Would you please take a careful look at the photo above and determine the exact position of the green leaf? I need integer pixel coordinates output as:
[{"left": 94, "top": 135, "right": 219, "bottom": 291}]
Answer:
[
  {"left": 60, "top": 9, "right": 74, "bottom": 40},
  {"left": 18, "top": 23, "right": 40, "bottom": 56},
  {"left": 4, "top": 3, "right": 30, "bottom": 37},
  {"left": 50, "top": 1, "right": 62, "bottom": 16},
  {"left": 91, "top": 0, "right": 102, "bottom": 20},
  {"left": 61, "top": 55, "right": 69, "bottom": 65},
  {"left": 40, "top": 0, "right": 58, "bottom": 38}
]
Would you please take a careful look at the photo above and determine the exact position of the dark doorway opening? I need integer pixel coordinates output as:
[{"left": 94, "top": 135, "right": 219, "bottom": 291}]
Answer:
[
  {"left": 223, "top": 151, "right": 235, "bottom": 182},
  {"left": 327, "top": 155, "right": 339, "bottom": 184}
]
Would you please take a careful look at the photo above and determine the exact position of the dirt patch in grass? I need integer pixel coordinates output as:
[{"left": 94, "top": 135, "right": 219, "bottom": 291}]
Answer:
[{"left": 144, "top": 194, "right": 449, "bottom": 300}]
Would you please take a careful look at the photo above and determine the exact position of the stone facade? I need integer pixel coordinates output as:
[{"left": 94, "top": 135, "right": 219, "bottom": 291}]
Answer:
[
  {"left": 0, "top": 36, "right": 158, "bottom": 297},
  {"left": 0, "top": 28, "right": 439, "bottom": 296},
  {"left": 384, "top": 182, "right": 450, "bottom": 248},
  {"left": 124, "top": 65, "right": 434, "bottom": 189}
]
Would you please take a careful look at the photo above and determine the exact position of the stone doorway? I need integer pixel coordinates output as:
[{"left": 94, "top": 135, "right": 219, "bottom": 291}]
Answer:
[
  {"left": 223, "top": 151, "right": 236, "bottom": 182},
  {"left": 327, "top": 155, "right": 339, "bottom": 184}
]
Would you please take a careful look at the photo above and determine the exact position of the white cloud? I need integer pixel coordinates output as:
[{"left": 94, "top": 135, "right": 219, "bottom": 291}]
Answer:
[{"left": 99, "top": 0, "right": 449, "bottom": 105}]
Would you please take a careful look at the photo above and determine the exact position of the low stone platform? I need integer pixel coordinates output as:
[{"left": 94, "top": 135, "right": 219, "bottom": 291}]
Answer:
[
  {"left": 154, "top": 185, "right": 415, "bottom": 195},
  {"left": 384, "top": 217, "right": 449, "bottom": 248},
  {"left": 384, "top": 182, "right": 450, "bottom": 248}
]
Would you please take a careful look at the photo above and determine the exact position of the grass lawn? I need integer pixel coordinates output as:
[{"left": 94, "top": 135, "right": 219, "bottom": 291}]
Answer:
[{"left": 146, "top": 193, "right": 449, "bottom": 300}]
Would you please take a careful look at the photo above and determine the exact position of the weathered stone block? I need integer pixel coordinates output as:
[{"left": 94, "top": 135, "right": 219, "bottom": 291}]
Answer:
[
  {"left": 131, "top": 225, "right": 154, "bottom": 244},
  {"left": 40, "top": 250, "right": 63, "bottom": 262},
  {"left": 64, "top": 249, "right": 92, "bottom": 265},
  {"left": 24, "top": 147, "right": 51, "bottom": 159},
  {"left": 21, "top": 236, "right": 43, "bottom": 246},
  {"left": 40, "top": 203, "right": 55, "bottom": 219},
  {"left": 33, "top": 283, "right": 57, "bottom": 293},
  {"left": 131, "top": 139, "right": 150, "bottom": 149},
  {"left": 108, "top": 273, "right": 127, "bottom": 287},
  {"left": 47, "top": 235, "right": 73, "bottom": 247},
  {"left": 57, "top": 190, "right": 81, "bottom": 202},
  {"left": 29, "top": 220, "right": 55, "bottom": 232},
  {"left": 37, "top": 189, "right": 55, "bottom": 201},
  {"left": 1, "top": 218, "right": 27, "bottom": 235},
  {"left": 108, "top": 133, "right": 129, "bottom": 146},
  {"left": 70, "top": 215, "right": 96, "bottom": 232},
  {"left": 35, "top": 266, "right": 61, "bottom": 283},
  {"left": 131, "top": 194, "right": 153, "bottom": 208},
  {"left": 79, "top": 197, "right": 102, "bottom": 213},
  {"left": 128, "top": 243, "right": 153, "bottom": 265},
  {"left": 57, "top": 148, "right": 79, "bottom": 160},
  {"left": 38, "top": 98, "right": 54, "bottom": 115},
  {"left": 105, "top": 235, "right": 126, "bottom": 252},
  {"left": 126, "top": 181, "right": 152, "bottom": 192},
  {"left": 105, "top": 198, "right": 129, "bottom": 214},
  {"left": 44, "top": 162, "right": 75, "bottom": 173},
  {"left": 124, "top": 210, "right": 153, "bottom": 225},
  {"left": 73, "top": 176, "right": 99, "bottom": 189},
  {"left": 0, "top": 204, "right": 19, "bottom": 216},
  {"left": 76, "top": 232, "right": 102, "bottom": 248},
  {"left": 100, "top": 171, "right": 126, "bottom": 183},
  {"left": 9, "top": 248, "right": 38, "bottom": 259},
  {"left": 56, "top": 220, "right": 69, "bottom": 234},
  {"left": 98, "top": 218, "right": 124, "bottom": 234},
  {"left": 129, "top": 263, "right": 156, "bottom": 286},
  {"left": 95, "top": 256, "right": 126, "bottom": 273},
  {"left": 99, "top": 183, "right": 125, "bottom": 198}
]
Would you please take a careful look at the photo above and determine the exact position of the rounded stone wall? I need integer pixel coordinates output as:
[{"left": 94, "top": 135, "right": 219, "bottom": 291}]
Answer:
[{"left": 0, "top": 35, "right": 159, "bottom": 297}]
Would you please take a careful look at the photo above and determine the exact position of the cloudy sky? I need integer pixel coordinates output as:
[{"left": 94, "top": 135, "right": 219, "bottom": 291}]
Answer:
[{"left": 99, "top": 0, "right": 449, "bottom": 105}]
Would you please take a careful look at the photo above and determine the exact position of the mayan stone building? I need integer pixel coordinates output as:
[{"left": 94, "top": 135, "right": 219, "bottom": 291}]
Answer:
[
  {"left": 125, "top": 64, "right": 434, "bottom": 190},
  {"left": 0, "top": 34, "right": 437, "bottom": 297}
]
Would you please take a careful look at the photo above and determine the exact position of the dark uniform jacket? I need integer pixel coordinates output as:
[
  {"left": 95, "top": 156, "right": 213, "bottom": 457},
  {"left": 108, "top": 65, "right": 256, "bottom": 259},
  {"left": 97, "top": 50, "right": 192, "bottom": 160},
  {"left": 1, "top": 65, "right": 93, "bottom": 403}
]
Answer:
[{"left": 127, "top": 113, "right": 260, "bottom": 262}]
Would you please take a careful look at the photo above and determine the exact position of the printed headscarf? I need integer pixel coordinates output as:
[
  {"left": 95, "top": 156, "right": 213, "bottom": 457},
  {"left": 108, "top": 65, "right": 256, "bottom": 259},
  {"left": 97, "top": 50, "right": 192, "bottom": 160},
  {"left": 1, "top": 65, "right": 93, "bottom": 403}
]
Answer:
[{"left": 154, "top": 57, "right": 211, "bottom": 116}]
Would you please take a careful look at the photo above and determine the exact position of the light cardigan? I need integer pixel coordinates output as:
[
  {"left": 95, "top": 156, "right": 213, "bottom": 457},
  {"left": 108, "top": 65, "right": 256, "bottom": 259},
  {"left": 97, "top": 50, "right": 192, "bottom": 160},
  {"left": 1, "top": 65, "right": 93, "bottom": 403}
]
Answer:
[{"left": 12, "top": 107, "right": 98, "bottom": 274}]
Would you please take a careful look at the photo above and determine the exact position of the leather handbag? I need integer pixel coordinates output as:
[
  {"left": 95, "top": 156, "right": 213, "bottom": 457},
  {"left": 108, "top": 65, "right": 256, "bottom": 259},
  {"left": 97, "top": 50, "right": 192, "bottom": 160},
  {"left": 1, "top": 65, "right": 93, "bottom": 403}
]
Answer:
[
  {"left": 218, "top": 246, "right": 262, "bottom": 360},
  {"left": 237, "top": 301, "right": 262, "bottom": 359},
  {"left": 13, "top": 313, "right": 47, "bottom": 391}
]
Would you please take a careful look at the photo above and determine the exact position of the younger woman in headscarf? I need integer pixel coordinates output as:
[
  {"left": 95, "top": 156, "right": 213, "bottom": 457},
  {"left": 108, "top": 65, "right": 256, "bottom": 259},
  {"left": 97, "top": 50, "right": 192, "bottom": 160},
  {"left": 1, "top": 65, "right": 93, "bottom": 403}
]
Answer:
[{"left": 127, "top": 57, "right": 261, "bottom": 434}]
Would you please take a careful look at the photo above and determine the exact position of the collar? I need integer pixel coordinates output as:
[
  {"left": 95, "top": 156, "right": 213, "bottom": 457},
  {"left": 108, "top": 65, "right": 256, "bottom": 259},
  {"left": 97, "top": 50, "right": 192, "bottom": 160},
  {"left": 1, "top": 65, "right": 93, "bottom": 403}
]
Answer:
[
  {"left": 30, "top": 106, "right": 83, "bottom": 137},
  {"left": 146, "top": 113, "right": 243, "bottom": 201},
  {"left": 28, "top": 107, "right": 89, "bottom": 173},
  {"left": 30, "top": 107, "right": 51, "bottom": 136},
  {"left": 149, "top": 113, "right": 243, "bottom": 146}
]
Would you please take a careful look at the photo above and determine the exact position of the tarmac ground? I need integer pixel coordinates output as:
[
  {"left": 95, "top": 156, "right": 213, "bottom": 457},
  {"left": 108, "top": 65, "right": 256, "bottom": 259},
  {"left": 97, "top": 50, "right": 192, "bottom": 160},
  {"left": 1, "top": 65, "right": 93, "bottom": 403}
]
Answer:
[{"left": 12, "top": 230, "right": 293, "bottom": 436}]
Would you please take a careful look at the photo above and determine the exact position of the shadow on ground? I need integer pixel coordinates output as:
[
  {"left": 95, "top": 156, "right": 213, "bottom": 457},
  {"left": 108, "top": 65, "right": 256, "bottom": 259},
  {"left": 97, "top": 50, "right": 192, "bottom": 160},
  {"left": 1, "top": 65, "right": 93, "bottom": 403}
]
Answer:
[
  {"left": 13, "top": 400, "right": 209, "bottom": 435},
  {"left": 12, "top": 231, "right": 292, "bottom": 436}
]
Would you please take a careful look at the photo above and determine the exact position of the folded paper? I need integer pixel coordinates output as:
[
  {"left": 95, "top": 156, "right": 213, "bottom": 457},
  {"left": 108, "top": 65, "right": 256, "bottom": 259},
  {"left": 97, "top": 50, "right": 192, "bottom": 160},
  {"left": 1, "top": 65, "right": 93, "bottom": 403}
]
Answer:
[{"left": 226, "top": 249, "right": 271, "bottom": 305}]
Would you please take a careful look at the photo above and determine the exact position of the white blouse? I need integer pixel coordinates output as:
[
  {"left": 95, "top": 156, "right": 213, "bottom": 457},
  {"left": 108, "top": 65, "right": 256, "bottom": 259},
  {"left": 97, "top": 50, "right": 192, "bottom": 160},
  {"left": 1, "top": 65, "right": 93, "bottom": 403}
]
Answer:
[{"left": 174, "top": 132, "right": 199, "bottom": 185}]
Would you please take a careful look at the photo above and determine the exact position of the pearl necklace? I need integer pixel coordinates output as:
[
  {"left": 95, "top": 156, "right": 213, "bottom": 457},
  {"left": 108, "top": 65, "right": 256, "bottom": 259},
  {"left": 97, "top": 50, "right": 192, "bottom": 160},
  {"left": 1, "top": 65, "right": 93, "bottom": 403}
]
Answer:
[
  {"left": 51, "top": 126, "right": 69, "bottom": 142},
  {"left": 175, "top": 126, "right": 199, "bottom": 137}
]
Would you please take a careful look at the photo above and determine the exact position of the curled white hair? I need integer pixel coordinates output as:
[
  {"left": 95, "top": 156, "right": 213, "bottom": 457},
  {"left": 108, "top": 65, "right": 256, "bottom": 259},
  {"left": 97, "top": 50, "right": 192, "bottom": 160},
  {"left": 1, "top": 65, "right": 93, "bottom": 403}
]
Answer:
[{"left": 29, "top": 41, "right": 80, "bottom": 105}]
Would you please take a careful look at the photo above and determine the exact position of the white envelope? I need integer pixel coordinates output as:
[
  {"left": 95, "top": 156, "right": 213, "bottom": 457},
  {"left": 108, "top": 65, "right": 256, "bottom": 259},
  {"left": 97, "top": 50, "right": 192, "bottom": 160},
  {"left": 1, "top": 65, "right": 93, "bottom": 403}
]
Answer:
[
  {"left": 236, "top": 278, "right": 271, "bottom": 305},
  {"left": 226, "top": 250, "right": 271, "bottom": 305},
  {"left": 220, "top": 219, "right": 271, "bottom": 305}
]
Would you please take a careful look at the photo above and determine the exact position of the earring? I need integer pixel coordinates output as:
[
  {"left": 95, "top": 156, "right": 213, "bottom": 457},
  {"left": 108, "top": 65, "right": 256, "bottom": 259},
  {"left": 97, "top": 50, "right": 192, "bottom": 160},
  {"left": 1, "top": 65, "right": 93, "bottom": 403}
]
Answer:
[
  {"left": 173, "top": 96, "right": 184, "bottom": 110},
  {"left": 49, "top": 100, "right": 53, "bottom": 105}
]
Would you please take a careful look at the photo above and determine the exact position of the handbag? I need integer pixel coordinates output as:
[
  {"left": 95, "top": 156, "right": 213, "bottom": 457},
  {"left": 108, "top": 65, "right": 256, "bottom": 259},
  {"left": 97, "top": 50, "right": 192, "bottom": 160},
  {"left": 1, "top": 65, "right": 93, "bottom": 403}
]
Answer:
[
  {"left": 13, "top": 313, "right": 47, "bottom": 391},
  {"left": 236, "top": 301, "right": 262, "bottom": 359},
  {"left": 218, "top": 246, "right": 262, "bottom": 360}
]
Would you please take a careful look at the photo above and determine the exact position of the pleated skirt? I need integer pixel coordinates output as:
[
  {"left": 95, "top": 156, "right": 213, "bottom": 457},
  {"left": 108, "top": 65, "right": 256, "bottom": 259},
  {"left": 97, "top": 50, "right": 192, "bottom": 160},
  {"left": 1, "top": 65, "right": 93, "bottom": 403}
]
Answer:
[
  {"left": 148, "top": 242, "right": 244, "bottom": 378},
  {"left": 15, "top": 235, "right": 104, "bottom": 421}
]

+ + + + +

**ACTIVITY:**
From the entries above, return each line with the word "headscarf" in it.

**SOLUTION TO THE PROBLEM:**
Would you please take a careful look at the photo above and determine the exact position of the printed headscarf? I need integer pixel coordinates output as:
Would you please take a careful look at the photo above and determine the exact position of the younger woman in headscarf? I need integer pixel coordinates output as:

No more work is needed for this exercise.